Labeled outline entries
------------------------------

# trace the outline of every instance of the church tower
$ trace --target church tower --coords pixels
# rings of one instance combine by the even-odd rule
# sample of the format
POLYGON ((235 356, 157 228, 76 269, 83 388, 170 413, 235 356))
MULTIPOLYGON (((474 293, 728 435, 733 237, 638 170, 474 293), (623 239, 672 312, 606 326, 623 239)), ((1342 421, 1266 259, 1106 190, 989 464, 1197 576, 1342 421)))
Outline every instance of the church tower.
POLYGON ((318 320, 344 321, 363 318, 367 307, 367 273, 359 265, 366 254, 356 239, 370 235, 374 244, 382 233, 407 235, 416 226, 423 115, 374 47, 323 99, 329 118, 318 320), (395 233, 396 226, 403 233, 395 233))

------------------------------

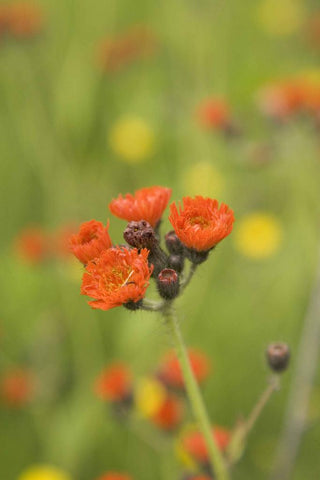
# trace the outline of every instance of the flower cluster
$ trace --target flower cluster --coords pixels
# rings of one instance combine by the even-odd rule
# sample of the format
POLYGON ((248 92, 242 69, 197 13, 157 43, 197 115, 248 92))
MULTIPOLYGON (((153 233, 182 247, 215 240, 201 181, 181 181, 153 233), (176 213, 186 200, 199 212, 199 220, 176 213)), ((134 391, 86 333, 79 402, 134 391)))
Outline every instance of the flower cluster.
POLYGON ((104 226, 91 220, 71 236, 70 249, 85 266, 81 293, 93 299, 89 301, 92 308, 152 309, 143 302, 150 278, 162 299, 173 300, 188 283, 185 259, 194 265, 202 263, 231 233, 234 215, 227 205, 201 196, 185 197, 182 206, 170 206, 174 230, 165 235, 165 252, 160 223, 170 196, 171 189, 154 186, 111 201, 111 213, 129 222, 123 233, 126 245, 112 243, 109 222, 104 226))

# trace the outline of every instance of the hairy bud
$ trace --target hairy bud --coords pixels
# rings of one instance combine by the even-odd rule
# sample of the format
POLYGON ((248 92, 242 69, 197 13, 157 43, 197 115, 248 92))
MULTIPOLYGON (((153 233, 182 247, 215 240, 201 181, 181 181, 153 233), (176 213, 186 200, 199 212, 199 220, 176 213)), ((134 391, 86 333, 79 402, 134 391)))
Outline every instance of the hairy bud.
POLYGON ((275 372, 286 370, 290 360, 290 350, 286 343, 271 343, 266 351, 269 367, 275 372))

------------------------------

Goal: Echo back the lines of the listing between the line containing "# trace the outline of every instance of the church" and the line containing "POLYGON ((318 320, 344", inclusive.

Answer below:
# trace the outline of every instance of the church tower
$ trace --target church tower --coords pixels
# rings of one instance combine by the even-odd rule
# sample of the format
POLYGON ((235 356, 157 228, 76 269, 83 388, 170 413, 235 356))
MULTIPOLYGON (((474 293, 728 435, 733 237, 638 170, 474 293), (623 239, 672 312, 606 326, 623 239)), ((1342 421, 1266 259, 1106 190, 989 464, 1197 576, 1342 421)))
Outline every instance of the church tower.
POLYGON ((318 320, 344 321, 363 318, 367 307, 367 273, 359 265, 366 254, 356 239, 370 235, 374 244, 382 233, 407 235, 416 226, 423 115, 374 47, 323 99, 329 118, 318 320), (395 233, 396 226, 403 233, 395 233))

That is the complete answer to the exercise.